**Problem statement:** Copy every line of the records that includes the word "tire".

**Records to process:**
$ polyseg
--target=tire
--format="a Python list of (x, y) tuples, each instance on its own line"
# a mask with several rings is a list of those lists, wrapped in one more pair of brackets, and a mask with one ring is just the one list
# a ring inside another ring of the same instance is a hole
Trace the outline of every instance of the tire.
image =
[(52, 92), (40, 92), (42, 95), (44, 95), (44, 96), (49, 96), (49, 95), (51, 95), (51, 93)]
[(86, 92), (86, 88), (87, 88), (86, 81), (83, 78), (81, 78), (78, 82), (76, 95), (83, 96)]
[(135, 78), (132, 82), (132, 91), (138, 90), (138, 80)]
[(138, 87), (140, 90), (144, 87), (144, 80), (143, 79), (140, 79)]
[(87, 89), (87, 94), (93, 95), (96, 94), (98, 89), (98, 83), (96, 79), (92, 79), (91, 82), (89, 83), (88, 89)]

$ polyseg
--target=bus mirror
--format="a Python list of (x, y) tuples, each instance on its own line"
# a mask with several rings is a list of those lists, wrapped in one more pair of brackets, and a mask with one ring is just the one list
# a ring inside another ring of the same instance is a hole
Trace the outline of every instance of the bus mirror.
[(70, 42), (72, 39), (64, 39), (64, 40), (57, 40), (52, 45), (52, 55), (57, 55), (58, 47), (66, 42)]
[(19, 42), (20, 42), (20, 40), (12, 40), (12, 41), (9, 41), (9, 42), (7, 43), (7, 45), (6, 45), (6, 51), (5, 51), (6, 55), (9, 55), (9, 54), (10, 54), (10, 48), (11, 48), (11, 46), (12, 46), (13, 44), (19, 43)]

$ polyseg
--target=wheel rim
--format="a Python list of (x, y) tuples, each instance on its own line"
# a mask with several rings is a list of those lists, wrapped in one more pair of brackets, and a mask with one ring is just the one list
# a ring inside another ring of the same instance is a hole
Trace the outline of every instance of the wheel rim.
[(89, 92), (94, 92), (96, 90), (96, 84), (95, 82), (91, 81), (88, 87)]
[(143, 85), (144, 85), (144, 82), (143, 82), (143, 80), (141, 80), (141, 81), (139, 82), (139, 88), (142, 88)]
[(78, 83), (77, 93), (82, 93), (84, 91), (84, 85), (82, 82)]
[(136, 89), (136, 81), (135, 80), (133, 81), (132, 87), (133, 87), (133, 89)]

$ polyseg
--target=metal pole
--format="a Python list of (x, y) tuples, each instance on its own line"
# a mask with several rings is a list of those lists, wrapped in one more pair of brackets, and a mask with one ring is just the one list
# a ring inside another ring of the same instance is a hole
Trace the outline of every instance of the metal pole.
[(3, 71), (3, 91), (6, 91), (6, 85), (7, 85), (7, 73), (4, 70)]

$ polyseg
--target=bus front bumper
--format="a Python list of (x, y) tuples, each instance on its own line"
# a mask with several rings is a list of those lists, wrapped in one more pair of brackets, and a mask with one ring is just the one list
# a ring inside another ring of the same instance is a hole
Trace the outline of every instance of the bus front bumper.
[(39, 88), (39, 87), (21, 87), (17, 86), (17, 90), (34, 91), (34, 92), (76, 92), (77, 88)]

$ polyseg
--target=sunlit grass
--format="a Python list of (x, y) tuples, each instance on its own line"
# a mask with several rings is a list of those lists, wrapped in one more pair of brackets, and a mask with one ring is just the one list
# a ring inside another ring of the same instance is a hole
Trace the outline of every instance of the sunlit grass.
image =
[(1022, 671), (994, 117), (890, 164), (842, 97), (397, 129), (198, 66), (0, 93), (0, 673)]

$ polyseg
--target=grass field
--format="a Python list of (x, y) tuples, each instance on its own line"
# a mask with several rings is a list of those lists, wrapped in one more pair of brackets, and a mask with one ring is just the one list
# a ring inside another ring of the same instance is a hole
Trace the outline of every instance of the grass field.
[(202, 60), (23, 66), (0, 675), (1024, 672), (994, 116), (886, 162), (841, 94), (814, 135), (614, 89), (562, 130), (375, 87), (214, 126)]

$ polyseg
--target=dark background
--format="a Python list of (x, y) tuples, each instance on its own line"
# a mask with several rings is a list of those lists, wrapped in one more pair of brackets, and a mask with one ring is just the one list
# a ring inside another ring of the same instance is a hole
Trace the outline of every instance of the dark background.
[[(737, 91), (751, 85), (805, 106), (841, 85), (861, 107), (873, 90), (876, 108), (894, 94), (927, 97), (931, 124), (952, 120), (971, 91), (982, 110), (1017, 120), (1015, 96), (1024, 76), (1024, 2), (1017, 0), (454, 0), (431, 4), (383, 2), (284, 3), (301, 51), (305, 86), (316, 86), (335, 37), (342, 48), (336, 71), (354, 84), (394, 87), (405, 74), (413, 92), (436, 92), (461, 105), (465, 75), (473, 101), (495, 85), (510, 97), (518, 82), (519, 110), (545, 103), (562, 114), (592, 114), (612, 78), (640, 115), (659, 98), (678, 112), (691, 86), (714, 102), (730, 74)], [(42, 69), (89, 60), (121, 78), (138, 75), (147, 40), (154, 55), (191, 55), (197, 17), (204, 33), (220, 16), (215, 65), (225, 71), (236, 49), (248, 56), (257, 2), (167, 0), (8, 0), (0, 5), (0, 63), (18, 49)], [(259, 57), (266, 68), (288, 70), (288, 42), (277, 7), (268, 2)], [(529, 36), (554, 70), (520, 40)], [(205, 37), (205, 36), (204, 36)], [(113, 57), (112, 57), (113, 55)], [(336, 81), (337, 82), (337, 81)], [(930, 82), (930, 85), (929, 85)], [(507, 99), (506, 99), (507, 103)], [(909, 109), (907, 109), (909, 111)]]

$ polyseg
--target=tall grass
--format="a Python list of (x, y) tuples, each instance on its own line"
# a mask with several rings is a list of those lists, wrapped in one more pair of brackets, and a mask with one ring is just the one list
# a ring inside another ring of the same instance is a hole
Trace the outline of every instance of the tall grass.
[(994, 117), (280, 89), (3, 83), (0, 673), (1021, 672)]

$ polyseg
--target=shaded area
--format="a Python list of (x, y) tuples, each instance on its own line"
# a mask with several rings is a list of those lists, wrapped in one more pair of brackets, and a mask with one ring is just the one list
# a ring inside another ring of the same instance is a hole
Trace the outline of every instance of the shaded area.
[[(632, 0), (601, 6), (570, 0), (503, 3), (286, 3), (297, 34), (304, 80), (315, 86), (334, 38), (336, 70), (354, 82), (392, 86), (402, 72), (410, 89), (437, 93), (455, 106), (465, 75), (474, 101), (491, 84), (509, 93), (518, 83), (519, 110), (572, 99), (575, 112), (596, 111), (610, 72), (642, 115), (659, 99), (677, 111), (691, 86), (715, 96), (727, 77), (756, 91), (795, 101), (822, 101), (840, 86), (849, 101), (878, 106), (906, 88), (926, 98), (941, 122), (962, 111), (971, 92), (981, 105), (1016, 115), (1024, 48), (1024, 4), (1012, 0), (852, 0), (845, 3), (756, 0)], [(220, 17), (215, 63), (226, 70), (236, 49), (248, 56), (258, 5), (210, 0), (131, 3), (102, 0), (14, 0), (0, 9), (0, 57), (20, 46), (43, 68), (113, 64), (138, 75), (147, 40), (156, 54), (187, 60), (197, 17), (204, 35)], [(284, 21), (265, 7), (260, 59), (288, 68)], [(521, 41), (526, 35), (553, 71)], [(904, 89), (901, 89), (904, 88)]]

**Output of the exercise:**
--target=tire
Trace the outline of every instance of the tire.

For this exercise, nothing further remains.